→ **AIM**
Copy each of the entries below word for word.

→ **MATERIAL TO PROCESS**
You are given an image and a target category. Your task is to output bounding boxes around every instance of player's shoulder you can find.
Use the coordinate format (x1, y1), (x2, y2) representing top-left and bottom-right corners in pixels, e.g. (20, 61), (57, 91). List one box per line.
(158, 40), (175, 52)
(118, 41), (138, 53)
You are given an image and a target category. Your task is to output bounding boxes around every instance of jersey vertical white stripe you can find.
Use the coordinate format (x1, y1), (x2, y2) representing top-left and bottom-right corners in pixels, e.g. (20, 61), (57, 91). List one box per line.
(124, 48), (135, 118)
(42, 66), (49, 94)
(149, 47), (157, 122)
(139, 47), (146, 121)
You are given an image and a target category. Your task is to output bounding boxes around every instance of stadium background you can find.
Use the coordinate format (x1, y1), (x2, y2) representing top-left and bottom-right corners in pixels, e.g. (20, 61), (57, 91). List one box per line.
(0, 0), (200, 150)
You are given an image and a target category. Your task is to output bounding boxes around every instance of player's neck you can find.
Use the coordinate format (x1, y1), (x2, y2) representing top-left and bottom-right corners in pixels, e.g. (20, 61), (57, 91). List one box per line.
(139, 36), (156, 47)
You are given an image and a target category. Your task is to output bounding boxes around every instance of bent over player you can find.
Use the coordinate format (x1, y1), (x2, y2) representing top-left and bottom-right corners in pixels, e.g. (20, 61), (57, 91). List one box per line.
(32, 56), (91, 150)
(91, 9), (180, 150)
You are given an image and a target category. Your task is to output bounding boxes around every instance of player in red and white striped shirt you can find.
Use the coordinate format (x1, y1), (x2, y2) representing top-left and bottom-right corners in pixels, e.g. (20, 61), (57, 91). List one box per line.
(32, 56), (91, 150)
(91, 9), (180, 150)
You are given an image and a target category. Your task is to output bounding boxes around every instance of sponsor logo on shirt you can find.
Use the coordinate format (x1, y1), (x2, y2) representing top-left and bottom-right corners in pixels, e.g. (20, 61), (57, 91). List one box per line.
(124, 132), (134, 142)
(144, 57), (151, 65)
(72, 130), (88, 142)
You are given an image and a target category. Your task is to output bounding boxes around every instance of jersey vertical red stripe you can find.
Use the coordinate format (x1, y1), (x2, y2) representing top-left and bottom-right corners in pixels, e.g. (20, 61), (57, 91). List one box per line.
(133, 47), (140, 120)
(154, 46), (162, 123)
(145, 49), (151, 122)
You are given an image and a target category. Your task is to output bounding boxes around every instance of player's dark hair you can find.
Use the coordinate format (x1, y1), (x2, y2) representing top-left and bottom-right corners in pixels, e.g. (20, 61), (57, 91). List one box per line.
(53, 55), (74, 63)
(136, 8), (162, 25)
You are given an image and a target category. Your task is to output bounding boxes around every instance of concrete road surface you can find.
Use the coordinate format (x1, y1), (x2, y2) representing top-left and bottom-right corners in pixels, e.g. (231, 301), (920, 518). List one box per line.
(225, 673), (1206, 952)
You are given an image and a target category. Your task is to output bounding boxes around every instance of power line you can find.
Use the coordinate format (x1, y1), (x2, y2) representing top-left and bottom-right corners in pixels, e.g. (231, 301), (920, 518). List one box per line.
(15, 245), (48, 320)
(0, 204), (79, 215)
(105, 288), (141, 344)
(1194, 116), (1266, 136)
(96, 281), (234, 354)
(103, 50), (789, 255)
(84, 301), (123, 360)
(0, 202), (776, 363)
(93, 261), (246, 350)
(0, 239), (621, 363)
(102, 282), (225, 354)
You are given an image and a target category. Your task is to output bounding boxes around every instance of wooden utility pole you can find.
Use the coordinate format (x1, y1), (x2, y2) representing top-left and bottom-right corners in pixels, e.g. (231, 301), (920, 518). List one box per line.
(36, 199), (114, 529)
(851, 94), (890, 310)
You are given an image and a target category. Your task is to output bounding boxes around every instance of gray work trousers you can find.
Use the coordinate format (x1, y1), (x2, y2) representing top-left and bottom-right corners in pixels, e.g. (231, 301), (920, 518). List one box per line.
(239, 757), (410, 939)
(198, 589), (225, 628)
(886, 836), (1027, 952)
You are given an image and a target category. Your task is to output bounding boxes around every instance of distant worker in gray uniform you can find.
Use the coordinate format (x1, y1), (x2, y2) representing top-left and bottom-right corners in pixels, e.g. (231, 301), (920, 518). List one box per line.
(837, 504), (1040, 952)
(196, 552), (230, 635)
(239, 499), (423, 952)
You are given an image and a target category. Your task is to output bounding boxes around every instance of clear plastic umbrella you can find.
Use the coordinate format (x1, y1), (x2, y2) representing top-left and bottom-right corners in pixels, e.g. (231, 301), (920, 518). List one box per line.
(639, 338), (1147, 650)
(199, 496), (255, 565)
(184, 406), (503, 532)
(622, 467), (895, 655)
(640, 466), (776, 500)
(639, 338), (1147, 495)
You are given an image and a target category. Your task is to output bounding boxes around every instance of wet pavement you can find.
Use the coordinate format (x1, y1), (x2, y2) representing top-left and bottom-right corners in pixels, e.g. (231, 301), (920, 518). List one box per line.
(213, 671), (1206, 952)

→ **RESULT OF THIS EXERCISE**
You are given an image and a target category. Your task is to output bounding boxes around every instance of player's shoulder you can find.
Use the coordinate format (x1, y1), (x2, y2) representing top-left and bottom-right corners in pixels, e.g. (20, 61), (57, 91). List one box per line.
(158, 40), (175, 52)
(118, 41), (138, 53)
You are given an image and a target category. Your task is to output bounding boxes around every instance of jersey vertical white stripe you can find.
Use the coordinate format (x1, y1), (x2, y2) representing top-left and bottom-right corners in pixels, e.g. (20, 61), (57, 91). List one box per line.
(124, 48), (135, 118)
(42, 66), (49, 94)
(149, 47), (157, 122)
(139, 47), (146, 121)
You are given an image and a target category. Your task is to output bounding boxes around every instance of stadium background you can find.
Use the coordinate format (x1, y1), (x2, y2) representing top-left and bottom-right corners in pixels, e.g. (20, 61), (57, 91). List one box per line.
(0, 0), (200, 150)
You are given an image and a target category. Your task is to output bounding boxes around every instance of player's neck you can find.
Use the coordinate format (x1, y1), (x2, y2) representing top-left and bottom-right corners in pixels, e.g. (20, 61), (57, 91). List one box per line.
(139, 36), (156, 47)
You are given an image and a target category. Your task is to output bounding boxes around every instance of bent over player you can find.
Use the coordinate format (x1, y1), (x2, y2) representing top-left and bottom-right corners in pixels, e.g. (20, 61), (57, 91). List one box per line.
(32, 56), (91, 150)
(91, 9), (180, 150)
You are given an image and a target category. Your task is to output bounding boxes around every instance of player in red and white striped shirt you can find.
Use the coordinate format (x1, y1), (x2, y2) representing top-left and bottom-right corners in pixels, e.g. (20, 61), (57, 91). List one box per line.
(32, 56), (91, 150)
(91, 9), (180, 150)
You are given an image and a target category. Your task is to output bounding boxes around every instance of sponsor logo on shirt you can find.
Use the coordinate format (x1, y1), (x2, y2) representing top-left and bottom-right corners in pixels, e.g. (20, 61), (57, 91). List one box per line.
(124, 132), (134, 142)
(144, 57), (151, 65)
(72, 130), (88, 142)
You are given an image and a target category. Your task is to output bounding boxes around every instance of jersey vertical red stripe you can find.
Use the coordinate format (x1, y1), (x2, y2) representing top-left and bottom-right corners in pixels, e.g. (20, 61), (57, 91). List one box per line.
(133, 47), (140, 120)
(154, 46), (162, 123)
(145, 49), (151, 122)
You are given an image and a target category. Your task is to output bounding boxes around every instance of player's dark hair you can find.
Use the coordinate format (x1, y1), (x2, y2) representing top-left and bottom-right corners in pixels, e.g. (20, 61), (57, 91). List one box per line.
(53, 55), (74, 63)
(136, 8), (162, 25)
You are given an image and a target category. Your task is to output bounding boxes around every instance of concrete road surface you can find.
Use the coordinate format (x1, y1), (x2, y2) representing top-left and bottom-right corners in pixels, e.g. (231, 301), (920, 518). List one box per line.
(225, 673), (1206, 952)
You are given an image and a target category. Your task is to output bounding boxes around every instance of power line you can find.
Use the coordinate format (x1, y1), (x2, y2) representing top-left and bottom-right corners in pixels, e.g. (231, 301), (920, 518). List one box per line.
(15, 245), (48, 320)
(0, 204), (79, 215)
(105, 288), (141, 344)
(1194, 116), (1266, 136)
(96, 281), (234, 354)
(103, 50), (789, 255)
(84, 301), (123, 360)
(0, 202), (776, 363)
(93, 261), (246, 350)
(0, 239), (621, 363)
(102, 282), (225, 354)
You are given an image and a target category. Your task is to output bounding boxes around every instance of wooden utility pole you can find.
Use the coordinate format (x1, y1), (x2, y2) representing top-left and bottom-right corners in pixels, e.g. (231, 301), (920, 518). List one box per line.
(36, 199), (114, 529)
(851, 94), (890, 310)
You are given an image and a target category. Your task is to output bounding boxes around every instance of gray work trousers you can find.
Use the coordinate format (x1, y1), (x2, y2) representing top-left and bottom-right corners in pixels, e.g. (231, 301), (920, 518). List one box per line.
(239, 757), (410, 939)
(198, 589), (225, 628)
(886, 836), (1027, 952)
You are given an image and a target category. Your task is to output bounding boxes around every instance of distant worker in gray uniform you can find.
Use the coordinate format (x1, y1), (x2, y2) representing top-left and bottom-right corners in pixels, e.g. (231, 301), (920, 518). List one box per line.
(837, 504), (1040, 952)
(196, 552), (230, 635)
(239, 499), (423, 952)
You are given an image and a target category. Your task is to output bounding boxes around every instance of clear plastic umbrella you can find.
Use the coordinate format (x1, y1), (x2, y2) representing top-left and bottom-right corners in pixels, e.g. (231, 301), (920, 518). List one box per line.
(639, 338), (1147, 650)
(199, 496), (255, 565)
(184, 406), (503, 532)
(622, 467), (895, 655)
(640, 466), (776, 500)
(639, 338), (1147, 495)
You are given an image and a target category. Your task is to output bounding boxes around every instance of wet pavement you can find.
Use the coordinate format (x1, y1), (x2, y2) representing top-left and bottom-right corners in pixels, e.g. (231, 301), (920, 518). List one box per line.
(213, 671), (1206, 952)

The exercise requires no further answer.